==== RECORDS FOR THE TASK ====
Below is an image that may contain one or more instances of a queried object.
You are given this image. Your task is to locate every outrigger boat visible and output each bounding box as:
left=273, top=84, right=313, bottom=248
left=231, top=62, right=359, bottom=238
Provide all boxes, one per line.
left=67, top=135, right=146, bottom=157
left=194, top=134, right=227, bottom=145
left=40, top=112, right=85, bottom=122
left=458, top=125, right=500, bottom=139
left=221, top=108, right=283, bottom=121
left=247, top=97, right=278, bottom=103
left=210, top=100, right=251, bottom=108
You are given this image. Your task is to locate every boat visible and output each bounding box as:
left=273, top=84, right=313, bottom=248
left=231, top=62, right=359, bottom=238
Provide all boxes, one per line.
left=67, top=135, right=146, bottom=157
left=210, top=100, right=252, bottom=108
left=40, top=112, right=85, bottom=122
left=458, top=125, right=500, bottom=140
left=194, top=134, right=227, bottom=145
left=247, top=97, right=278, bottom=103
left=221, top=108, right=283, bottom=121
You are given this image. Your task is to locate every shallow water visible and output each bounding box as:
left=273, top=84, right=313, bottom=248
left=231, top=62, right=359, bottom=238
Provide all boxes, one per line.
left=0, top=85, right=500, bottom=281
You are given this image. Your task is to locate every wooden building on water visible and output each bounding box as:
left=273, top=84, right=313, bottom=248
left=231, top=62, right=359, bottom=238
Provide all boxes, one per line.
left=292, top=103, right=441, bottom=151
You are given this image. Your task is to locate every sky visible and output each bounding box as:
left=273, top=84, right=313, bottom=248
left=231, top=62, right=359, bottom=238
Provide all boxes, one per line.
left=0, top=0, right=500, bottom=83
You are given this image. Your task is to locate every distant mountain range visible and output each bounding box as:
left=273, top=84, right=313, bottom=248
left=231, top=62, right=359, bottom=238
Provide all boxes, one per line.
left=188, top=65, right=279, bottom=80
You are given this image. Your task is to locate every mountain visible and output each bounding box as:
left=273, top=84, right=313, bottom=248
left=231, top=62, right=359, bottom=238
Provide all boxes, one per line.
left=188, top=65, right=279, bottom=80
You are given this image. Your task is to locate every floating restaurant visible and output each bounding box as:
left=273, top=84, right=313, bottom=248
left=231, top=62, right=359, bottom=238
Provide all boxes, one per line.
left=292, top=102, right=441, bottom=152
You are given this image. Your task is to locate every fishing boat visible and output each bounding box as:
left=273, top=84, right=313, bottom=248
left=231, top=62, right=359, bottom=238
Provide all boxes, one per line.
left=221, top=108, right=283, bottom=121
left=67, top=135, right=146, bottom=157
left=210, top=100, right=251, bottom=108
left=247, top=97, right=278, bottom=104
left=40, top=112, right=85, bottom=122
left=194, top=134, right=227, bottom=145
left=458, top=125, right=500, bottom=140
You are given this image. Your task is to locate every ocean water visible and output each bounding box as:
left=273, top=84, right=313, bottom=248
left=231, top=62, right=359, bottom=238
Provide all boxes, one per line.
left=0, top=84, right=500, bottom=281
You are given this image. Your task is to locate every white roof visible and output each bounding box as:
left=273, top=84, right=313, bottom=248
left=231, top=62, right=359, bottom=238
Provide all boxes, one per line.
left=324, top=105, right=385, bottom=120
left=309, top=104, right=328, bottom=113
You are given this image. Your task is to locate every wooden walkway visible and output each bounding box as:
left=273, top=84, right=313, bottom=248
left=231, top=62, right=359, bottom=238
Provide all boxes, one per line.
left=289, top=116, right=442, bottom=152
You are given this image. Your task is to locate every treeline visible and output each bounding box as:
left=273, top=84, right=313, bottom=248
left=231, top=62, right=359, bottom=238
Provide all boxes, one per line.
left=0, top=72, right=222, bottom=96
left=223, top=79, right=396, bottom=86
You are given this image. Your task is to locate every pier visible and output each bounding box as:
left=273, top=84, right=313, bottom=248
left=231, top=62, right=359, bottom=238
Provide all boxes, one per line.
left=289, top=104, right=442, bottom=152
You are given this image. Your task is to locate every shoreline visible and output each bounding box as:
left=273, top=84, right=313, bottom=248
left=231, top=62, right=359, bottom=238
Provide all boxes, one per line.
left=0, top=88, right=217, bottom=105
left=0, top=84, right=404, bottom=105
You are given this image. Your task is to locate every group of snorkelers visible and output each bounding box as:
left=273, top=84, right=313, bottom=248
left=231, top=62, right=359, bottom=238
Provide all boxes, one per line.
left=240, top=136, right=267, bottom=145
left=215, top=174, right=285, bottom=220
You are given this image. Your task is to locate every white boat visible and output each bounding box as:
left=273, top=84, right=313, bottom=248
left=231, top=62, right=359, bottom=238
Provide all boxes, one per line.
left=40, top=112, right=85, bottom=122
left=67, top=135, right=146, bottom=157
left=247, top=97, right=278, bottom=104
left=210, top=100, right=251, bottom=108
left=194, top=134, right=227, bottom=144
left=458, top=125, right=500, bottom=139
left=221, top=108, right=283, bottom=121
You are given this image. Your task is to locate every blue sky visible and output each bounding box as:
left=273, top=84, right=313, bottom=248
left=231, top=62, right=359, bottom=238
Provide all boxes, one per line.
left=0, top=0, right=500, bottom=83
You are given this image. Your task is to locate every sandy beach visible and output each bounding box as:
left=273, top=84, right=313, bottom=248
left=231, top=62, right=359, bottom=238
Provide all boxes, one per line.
====
GIVEN TASK | Rewrite every line, starting with the line containing "locate every ocean" and continuing through the line containing "left=289, top=116, right=442, bottom=152". Offset each coordinate in the answer boxes by 75, and copy all other lines unchanged, including their sample coordinates.

RESPONSE |
You are given this image. Your task is to locate every ocean water visible and output each bounding box as:
left=273, top=84, right=313, bottom=248
left=231, top=62, right=359, bottom=238
Provide all boxes, one per line.
left=75, top=159, right=575, bottom=356
You are given this image. Your task is to locate every white roof visible and output each bounding box as:
left=273, top=84, right=313, bottom=248
left=231, top=62, right=359, bottom=238
Provide all boxes, one per line.
left=399, top=180, right=460, bottom=195
left=384, top=179, right=403, bottom=188
You are given this image. Your task is to locate every wooden walkway visible and output each bounding box as:
left=273, top=84, right=313, bottom=248
left=231, top=62, right=359, bottom=238
Provide all boxes, one per line.
left=364, top=191, right=517, bottom=227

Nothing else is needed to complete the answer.